▶ SELECTED EXCERPT
Driven to success
Dynaudio’s design-led drive to innovate and its ability to deliver world-class driver technology have brought 40 years of success.
Dynaudio was always going to be a company that took control of sound quality by developing its own drivers. It was founded in Denmark in 1977, after Ejvind Skaaning and Gerhard Richter left behind a driver manufacturing company called RMS and established Dynaudio, soon joined by Wilfried Ehrenholz, who is still with Dynaudio as a special advisor today. In its very earliest days Dynaudio’s products used in-house crossover designs but relied on OEM drivers. It was a situation which clearly wasn’t going to last.
“Using OEM drivers you are always dependent upon the development level of your suppliers,” says Ehrenholz, remembering those early days. “But we had ideas that were a long way ahead of the products we could buy, and it was always our intention to aim for the quality end of the market. Within three years, all of our loudspeaker systems were equipped with our own drivers which were developed by our in-house R&D team.”
The Model 100 loudspeaker was key in this development, the company’s first to incorporate a full complement of in-house drivers designed and manufactured by Dynaudio itself. And it was a success, lauded for its bass quality in particular — “an impulse precision that to our knowledge is unsurpassed by any other product”, was the verdict from Electronic Sound magazine in 1981.

▶ STATED GOAL 1
According to the Dynaudio history, which loudspeaker was the company's first to use a full set of drivers designed and manufactured in-house?

▶ Source data
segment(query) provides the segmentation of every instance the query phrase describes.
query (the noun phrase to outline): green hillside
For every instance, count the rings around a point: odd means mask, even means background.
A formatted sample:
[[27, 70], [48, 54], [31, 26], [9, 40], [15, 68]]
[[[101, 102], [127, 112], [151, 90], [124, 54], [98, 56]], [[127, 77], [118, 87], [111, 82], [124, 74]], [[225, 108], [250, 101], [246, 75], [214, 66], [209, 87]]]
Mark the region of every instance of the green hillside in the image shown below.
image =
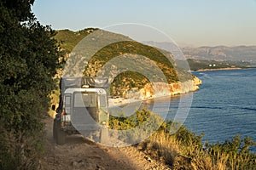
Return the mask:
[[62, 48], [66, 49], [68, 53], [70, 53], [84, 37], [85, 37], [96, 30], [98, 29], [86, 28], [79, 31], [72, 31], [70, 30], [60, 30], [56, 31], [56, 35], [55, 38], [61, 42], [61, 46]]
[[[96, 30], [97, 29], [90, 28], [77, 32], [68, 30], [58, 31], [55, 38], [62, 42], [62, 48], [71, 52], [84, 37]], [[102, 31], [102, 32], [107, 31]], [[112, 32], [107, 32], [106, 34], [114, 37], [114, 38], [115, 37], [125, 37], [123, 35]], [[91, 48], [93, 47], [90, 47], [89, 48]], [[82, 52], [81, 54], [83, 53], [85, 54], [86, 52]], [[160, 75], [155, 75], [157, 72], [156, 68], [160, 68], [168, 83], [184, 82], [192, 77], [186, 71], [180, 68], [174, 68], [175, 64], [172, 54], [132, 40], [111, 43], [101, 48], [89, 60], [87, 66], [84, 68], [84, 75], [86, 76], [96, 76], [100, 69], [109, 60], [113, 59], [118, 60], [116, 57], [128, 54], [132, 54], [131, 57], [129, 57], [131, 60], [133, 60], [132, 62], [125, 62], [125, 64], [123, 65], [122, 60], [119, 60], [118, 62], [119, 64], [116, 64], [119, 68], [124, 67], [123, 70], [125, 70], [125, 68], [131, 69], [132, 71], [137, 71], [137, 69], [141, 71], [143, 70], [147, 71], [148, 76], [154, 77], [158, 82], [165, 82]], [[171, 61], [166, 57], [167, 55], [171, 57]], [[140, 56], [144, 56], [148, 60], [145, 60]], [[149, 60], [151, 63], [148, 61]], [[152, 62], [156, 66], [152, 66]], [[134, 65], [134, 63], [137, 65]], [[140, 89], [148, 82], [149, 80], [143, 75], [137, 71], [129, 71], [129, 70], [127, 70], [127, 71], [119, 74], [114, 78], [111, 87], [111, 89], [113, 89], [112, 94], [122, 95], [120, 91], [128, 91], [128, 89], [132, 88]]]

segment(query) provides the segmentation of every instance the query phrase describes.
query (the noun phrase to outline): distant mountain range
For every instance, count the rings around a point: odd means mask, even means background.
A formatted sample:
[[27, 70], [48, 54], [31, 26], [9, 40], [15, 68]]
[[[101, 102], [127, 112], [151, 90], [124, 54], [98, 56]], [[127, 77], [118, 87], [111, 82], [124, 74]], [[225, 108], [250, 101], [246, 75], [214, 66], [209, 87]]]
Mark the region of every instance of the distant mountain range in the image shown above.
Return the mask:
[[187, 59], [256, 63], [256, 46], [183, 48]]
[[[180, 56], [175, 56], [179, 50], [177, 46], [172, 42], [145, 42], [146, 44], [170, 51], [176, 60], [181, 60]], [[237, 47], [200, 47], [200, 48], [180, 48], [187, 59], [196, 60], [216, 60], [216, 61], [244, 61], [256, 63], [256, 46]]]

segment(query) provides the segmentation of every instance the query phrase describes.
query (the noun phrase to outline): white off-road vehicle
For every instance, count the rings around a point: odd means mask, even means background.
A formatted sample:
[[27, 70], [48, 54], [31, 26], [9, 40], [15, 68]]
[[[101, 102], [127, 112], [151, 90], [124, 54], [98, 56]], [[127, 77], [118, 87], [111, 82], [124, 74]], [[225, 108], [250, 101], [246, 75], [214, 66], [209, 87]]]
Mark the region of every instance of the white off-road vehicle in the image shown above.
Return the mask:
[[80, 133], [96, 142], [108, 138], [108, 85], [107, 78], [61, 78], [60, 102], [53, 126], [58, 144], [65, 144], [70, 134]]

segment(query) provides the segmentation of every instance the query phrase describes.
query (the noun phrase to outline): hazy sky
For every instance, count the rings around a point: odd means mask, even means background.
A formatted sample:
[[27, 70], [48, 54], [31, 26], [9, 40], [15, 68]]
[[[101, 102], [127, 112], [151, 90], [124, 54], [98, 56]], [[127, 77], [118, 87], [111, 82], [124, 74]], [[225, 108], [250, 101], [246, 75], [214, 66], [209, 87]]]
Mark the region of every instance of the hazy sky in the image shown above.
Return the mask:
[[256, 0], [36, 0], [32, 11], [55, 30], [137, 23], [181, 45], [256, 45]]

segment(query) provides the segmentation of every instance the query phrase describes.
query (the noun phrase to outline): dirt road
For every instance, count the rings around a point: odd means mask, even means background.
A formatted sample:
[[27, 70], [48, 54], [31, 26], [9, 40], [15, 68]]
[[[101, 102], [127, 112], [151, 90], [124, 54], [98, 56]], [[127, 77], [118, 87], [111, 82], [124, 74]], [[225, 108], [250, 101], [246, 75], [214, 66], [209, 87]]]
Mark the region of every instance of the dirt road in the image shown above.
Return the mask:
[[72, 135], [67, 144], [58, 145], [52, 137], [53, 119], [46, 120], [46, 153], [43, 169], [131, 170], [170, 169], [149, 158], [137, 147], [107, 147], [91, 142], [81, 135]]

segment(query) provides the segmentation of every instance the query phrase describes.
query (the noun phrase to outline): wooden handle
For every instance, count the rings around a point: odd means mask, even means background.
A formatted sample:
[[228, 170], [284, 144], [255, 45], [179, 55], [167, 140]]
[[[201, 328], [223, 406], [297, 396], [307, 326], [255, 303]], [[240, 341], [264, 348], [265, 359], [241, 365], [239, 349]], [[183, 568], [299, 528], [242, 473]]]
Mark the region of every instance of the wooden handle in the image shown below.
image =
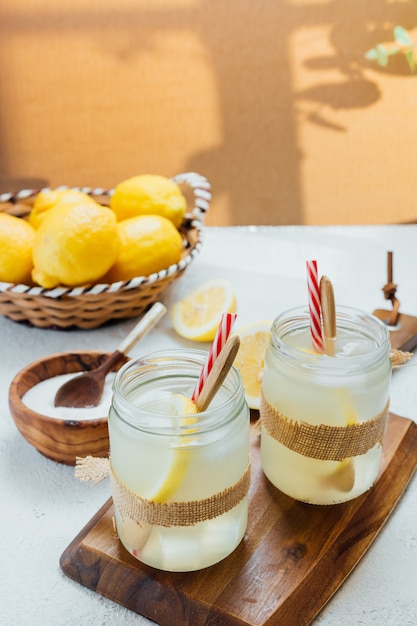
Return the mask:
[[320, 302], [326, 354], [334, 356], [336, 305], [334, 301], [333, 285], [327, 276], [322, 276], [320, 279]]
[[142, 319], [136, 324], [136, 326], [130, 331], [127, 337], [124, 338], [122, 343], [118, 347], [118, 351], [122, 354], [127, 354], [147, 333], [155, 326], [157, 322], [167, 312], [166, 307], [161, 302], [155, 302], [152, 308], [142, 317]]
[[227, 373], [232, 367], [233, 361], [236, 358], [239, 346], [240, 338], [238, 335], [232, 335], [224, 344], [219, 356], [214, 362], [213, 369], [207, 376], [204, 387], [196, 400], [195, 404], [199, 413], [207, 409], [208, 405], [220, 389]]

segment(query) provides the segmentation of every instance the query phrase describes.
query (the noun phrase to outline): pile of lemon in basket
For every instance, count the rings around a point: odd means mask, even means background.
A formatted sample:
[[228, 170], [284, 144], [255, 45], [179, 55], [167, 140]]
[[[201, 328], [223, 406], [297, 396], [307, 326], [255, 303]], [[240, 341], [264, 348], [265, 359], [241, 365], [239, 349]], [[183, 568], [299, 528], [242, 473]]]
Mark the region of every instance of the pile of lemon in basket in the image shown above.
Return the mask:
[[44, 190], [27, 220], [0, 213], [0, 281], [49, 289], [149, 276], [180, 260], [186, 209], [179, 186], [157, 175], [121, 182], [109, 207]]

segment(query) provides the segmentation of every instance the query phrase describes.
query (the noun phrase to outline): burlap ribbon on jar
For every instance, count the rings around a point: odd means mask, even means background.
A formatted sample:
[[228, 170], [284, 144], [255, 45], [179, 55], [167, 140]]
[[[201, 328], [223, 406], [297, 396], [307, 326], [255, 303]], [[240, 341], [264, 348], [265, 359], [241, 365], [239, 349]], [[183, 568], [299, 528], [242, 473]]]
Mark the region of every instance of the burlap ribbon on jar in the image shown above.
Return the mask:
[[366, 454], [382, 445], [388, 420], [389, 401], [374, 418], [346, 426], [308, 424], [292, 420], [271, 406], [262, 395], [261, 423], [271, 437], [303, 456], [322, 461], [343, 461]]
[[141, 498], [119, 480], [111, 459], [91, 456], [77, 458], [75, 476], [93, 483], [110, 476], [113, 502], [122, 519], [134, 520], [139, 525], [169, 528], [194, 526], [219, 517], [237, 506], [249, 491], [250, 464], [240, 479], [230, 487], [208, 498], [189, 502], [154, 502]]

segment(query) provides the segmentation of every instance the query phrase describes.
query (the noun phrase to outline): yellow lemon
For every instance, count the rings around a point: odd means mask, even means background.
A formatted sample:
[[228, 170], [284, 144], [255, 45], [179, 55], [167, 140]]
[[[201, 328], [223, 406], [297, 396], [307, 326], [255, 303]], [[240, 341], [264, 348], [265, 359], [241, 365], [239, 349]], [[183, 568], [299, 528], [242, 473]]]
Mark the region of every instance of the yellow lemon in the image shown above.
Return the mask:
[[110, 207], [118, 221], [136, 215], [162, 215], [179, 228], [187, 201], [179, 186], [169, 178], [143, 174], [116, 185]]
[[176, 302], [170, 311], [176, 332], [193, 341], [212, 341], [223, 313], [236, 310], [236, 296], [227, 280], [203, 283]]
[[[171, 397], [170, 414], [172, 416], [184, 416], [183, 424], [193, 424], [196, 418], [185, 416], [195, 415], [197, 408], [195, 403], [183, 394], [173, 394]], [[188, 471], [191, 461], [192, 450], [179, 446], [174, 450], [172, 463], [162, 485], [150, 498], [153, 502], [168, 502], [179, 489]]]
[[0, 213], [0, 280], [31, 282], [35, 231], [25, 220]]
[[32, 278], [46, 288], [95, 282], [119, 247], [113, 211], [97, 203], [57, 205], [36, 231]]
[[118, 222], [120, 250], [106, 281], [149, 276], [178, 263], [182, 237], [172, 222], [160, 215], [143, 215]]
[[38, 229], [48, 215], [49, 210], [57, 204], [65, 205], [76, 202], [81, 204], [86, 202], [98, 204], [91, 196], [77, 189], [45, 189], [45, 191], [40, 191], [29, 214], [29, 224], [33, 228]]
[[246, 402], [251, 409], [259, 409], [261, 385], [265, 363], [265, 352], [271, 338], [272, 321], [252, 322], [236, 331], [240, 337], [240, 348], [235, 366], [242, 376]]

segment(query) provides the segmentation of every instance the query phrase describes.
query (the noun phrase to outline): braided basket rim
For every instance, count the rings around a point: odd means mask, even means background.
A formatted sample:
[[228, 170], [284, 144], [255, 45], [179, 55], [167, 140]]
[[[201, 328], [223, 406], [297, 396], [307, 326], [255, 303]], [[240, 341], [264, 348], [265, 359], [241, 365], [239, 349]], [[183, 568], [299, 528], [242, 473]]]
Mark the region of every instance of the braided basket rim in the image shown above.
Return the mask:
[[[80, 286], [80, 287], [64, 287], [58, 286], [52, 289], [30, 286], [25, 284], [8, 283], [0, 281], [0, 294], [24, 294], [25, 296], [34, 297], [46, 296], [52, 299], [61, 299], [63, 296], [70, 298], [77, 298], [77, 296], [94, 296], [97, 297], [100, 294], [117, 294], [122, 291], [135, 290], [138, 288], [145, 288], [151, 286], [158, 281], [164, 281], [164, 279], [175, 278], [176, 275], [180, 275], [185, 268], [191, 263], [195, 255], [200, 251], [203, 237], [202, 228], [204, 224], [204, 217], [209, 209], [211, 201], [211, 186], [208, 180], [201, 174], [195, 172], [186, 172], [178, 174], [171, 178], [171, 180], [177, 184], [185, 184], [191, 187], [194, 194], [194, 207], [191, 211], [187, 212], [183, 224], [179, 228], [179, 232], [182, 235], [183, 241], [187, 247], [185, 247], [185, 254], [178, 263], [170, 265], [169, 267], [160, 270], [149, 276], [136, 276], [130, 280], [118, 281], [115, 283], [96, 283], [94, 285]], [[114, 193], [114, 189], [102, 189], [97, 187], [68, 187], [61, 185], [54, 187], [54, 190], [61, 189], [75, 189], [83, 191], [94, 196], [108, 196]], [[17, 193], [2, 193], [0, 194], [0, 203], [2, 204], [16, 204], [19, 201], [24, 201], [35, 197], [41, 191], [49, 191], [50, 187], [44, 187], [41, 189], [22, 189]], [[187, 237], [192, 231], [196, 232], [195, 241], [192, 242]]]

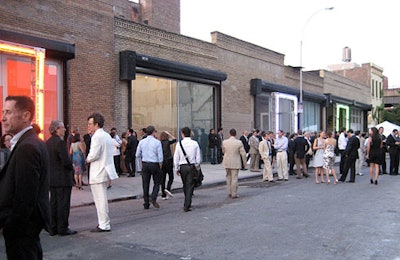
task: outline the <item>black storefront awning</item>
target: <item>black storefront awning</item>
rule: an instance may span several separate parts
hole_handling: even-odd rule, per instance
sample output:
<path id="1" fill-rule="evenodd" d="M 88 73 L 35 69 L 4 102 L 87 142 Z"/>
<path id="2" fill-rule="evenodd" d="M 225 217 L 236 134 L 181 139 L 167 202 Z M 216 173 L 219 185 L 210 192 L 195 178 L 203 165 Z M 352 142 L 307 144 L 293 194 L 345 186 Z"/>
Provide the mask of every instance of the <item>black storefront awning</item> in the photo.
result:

▶ STATED GOAL 2
Multiply every coordinate in the answers by 1.55 and round to whole numbers, halves up, as you give again everything in the source data listing from its start down through the line containing "42], [61, 46]]", both ends included. Keep the requests and their format samples unchanged, and leave the pictures out of your answer.

▶ TASK OUTPUT 1
The Model 100 loudspeaker.

▶ TASK OUTPUT 2
segment(query) provides the segmentation of every instance the query phrase describes.
query (the noun phrase to outline): green hillside
For every instance, count the rings around a point: odd means mask, even means background.
A formatted sample:
[[27, 70], [48, 54], [31, 26], [9, 40], [15, 68]]
[[[101, 102], [127, 112], [151, 90], [124, 54], [98, 56]], [[127, 77], [118, 87], [111, 82], [124, 74]], [[225, 108], [250, 101], [246, 75], [214, 66], [209, 87]]]
Mark the region of every instance of the green hillside in the image shown below.
image =
Return the mask:
[[96, 74], [102, 76], [105, 82], [109, 82], [130, 57], [132, 57], [149, 47], [152, 45], [133, 43], [122, 48], [112, 48], [109, 47], [93, 47], [87, 48], [87, 54], [85, 59], [95, 65], [95, 71]]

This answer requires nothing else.